## EXERCISE AIM
Print each entry below precisely as shown.

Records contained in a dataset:
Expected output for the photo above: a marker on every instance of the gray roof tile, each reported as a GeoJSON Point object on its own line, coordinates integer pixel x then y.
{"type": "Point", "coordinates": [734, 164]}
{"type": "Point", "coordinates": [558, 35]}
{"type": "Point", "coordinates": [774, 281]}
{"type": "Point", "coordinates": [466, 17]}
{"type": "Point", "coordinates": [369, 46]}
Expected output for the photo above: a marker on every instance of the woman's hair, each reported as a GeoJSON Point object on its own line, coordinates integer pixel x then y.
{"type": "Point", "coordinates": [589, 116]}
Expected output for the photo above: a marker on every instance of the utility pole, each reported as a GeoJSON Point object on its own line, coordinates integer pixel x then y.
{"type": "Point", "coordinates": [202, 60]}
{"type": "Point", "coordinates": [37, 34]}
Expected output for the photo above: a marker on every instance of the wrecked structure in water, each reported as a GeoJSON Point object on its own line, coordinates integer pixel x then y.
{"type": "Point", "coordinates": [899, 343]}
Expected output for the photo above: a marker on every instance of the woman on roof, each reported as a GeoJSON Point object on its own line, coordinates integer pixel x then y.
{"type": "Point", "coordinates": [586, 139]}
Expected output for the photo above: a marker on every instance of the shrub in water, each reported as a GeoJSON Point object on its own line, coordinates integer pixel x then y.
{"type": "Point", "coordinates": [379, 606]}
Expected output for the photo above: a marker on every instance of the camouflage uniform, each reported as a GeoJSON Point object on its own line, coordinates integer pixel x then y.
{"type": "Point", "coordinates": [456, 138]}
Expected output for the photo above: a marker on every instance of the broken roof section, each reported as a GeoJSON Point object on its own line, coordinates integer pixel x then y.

## REPLY TO THE EXERCISE
Expected output for the photo above: a marker on every instance of the gray roof tile, each reported as a GeoJSON Point object on its own line, coordinates integer pixel x then y.
{"type": "Point", "coordinates": [734, 164]}
{"type": "Point", "coordinates": [558, 35]}
{"type": "Point", "coordinates": [774, 281]}
{"type": "Point", "coordinates": [466, 17]}
{"type": "Point", "coordinates": [369, 46]}
Expected output for the photo above: a marker on every instance of the woman's hair, each reported as a GeoJSON Point object on its own line, coordinates integer pixel x then y.
{"type": "Point", "coordinates": [589, 116]}
Expected output for the photo above: a marker on every instance of the utility pole, each reported as a GeoJSON Point object on its own line, coordinates integer pixel x then y.
{"type": "Point", "coordinates": [202, 60]}
{"type": "Point", "coordinates": [37, 34]}
Expected output for the photo above: a marker on every instance of the wrecked structure in water, each reported as a GeoJSON Point object on its own line, coordinates integer pixel x then y.
{"type": "Point", "coordinates": [899, 343]}
Expected output for the photo above: a marker on every instance of the woman on roof, each reported as a GeoJSON Point object on its own line, coordinates integer pixel x then y.
{"type": "Point", "coordinates": [586, 139]}
Expected output for the photo above: a marker on every instance of the shrub in water, each reported as a GeoJSON Point object on its own line, coordinates integer pixel x then y.
{"type": "Point", "coordinates": [379, 606]}
Expected output for the photo above: a marker on every instance of the camouflage uniform, each reported as a GeoJSON Point object on its own line, coordinates integer pixel x then y.
{"type": "Point", "coordinates": [456, 138]}
Expected output for the photo above: a marker on every instance of the broken roof section, each reported as a GeoJSON Point object on its own line, coordinates integer pixel x then y.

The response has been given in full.